WHAT NEEDS TO BE DONE
Can you copy the lines from the one that contains "If you could segment every instance of the tree, your" through the end of the material below, exactly and with nothing else?

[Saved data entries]
═══

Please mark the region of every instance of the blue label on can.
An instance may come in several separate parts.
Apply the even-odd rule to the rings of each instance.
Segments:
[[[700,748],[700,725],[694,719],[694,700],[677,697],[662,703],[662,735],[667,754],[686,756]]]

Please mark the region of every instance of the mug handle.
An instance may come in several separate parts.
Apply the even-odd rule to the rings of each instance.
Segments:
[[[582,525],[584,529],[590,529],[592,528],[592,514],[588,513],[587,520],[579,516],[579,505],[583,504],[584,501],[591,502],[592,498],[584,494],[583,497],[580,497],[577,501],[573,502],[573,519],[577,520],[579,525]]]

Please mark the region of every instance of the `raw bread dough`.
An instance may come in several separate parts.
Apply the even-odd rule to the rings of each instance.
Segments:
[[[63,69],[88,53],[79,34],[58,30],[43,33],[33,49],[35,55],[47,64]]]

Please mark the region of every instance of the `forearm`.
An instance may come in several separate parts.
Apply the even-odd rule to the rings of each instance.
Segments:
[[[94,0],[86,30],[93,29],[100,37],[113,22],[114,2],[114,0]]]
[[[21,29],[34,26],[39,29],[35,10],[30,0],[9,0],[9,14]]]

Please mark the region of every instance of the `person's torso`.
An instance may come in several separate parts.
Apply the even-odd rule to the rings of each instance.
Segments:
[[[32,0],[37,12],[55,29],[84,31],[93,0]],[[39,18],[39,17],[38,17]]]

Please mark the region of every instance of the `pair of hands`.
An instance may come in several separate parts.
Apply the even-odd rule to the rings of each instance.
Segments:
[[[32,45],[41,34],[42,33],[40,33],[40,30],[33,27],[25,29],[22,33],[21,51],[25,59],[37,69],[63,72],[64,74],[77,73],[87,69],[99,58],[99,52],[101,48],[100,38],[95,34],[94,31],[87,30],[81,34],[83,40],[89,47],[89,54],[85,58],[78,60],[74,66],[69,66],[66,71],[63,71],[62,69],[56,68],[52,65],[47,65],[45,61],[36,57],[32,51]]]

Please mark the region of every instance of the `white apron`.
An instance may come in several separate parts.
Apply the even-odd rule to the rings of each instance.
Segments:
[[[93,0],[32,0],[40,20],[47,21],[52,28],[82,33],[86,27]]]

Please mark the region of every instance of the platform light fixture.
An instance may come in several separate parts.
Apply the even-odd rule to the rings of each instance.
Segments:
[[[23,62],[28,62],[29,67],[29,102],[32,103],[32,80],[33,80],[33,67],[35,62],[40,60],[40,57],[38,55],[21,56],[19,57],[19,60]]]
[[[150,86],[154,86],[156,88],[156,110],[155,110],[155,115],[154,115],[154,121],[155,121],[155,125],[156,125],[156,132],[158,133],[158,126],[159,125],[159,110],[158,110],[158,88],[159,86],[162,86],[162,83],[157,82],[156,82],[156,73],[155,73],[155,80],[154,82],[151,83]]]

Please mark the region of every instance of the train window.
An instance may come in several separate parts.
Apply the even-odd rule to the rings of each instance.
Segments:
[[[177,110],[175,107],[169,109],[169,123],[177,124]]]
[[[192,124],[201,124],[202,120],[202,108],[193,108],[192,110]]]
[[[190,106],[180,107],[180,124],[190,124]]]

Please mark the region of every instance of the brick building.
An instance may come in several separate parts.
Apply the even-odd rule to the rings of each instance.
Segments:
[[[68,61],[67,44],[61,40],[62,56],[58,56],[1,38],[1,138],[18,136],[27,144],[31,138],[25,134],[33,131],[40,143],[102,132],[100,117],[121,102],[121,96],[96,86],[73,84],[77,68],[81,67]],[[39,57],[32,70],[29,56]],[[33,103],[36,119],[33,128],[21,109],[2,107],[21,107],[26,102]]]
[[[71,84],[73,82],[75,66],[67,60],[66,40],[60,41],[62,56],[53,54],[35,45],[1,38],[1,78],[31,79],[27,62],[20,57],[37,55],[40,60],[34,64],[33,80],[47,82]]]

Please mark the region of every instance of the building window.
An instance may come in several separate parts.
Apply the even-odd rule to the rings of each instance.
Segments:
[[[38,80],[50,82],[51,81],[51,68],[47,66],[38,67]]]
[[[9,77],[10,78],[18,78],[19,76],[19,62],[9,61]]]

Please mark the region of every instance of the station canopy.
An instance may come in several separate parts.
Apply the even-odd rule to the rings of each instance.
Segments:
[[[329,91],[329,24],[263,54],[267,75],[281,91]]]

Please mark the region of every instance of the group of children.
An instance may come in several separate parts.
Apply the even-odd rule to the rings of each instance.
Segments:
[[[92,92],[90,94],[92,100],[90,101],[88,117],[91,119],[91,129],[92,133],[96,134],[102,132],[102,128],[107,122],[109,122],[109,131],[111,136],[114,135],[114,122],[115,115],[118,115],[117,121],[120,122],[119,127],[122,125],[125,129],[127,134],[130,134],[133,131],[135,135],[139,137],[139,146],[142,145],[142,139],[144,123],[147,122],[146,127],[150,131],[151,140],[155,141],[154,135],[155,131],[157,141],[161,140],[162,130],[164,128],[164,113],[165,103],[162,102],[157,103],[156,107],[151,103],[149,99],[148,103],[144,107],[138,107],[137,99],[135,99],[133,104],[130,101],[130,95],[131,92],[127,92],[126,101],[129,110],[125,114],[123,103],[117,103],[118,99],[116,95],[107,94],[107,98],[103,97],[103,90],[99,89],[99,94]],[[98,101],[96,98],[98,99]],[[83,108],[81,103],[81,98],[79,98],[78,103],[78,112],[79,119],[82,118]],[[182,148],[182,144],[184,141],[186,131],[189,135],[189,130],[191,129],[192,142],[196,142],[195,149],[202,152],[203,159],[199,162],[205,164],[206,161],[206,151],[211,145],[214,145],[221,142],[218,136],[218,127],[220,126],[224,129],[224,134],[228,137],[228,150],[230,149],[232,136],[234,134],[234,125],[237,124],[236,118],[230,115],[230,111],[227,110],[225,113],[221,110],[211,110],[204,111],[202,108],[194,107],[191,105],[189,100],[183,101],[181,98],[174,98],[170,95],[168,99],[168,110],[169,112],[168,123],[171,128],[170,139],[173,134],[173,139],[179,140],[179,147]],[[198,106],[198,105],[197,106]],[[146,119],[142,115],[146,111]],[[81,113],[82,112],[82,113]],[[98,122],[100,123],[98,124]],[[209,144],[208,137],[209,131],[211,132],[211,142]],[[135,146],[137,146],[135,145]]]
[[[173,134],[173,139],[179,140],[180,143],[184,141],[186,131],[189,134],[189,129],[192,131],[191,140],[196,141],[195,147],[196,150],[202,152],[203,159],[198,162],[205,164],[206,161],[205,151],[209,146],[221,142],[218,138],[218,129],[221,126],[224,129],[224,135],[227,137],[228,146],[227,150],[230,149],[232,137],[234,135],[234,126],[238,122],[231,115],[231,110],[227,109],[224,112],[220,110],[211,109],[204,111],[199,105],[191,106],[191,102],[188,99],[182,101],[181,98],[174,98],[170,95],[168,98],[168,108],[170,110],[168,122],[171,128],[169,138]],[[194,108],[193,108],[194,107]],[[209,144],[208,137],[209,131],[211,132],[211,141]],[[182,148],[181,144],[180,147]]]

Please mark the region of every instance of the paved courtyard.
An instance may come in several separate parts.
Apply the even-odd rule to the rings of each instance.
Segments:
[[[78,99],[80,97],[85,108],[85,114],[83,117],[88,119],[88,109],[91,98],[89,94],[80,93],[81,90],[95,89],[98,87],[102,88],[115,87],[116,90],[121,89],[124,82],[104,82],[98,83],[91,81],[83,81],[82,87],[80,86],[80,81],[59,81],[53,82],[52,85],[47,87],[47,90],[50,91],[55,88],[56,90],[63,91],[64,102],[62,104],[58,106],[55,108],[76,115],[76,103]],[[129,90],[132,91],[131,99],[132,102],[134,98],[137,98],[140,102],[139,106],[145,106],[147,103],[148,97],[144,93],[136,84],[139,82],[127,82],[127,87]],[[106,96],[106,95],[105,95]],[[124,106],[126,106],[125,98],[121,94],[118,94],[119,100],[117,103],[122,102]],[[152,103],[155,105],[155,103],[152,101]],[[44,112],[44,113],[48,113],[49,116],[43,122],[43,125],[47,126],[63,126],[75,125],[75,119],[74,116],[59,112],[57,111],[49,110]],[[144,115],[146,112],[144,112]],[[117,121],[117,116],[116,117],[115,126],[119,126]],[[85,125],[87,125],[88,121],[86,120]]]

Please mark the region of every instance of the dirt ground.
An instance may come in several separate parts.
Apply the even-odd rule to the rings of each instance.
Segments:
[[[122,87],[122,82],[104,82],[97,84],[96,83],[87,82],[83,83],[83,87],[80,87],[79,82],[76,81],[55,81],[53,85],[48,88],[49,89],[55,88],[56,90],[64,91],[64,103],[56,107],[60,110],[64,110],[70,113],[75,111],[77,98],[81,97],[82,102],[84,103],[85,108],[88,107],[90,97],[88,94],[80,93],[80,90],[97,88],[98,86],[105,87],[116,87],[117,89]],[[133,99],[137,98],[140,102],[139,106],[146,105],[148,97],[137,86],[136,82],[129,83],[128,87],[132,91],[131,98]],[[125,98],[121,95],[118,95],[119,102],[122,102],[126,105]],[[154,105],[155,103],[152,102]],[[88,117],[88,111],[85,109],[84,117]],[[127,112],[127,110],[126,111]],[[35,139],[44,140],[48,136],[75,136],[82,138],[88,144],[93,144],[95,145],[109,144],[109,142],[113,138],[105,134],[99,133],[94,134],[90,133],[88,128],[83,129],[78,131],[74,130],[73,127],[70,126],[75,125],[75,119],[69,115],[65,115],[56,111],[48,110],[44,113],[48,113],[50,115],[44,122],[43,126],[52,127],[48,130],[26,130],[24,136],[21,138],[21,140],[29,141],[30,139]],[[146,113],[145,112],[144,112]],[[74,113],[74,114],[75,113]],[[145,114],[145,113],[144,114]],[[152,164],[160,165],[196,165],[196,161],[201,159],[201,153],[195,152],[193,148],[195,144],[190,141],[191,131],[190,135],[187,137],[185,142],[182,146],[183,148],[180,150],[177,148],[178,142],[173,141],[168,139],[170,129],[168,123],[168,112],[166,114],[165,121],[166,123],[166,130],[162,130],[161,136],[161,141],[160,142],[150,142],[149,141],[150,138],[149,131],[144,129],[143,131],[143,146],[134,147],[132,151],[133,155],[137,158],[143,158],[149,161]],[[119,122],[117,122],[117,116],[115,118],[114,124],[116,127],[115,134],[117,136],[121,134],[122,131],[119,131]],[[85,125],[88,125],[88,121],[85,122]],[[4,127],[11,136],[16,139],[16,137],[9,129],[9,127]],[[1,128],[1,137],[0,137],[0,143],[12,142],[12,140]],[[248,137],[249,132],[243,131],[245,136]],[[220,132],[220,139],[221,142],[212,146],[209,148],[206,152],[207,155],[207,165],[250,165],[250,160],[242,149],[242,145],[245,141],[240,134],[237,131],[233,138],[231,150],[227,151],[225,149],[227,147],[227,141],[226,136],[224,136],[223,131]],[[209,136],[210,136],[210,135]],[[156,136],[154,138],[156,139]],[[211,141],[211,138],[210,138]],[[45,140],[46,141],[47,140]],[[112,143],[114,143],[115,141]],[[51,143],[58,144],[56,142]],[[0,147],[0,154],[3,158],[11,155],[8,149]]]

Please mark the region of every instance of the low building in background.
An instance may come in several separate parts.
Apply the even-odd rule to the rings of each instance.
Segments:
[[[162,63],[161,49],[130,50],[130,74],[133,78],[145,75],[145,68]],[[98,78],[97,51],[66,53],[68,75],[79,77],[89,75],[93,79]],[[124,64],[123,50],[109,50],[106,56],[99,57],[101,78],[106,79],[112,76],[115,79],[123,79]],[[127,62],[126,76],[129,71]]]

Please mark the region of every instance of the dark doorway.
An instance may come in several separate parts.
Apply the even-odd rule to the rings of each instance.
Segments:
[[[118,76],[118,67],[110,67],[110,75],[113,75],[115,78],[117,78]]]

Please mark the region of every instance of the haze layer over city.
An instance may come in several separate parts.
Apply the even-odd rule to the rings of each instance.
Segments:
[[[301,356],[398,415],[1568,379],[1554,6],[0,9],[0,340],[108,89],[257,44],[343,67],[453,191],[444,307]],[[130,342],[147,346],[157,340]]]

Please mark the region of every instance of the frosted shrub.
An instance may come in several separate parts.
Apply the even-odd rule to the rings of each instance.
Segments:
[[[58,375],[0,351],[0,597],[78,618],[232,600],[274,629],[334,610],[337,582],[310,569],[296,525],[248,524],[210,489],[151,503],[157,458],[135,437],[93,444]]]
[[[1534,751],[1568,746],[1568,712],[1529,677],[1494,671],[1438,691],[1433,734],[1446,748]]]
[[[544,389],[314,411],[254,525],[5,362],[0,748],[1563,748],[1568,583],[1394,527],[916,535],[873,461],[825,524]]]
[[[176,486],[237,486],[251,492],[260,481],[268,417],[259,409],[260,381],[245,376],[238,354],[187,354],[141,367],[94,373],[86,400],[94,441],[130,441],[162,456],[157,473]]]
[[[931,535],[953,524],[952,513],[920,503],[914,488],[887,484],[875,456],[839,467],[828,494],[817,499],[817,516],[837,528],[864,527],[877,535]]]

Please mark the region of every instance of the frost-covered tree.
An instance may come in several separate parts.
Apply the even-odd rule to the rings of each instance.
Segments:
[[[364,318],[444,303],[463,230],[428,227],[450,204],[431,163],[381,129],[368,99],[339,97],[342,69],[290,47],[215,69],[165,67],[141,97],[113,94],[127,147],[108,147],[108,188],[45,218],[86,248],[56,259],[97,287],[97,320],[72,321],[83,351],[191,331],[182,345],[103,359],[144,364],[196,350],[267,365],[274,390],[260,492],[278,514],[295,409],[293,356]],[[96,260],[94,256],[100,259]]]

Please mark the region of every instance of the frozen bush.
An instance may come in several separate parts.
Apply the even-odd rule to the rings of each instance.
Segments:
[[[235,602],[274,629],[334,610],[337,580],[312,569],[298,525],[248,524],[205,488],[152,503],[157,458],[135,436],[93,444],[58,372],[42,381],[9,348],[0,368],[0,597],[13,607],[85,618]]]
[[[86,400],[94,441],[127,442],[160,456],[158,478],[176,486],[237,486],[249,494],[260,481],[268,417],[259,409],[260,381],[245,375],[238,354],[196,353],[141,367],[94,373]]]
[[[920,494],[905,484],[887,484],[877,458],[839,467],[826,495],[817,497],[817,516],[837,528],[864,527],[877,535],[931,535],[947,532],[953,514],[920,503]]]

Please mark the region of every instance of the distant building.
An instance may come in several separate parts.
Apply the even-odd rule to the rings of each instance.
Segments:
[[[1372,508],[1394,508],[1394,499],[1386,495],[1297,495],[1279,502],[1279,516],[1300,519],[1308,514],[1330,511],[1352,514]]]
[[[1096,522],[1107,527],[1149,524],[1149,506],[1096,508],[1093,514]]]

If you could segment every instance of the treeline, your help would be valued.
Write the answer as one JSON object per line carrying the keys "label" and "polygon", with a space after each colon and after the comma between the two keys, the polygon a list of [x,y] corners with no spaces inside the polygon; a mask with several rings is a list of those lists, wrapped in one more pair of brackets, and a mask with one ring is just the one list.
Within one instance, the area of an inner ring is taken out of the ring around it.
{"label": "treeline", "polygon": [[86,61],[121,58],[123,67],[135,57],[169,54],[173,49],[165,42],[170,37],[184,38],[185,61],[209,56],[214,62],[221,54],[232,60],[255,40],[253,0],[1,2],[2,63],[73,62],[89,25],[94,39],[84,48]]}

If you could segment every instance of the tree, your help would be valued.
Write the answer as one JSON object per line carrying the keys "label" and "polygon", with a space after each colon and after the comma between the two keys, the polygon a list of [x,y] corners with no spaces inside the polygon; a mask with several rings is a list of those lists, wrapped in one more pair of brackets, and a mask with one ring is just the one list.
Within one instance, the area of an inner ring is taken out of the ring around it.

═══

RESPONSE
If you could segment every instance of the tree, your help would be valued.
Write the answer as one JSON object per line carrying the keys "label" and "polygon", with a space after each colon and after the comma between the two keys, the polygon a list of [x,y] corners with no spaces inside the polygon; a mask with several rings is a list of those lists, wrapped in one more pair of brackets, and a mask with one ring is just the one list.
Within one instance, the area of an inner ring is taken out of the ring around it.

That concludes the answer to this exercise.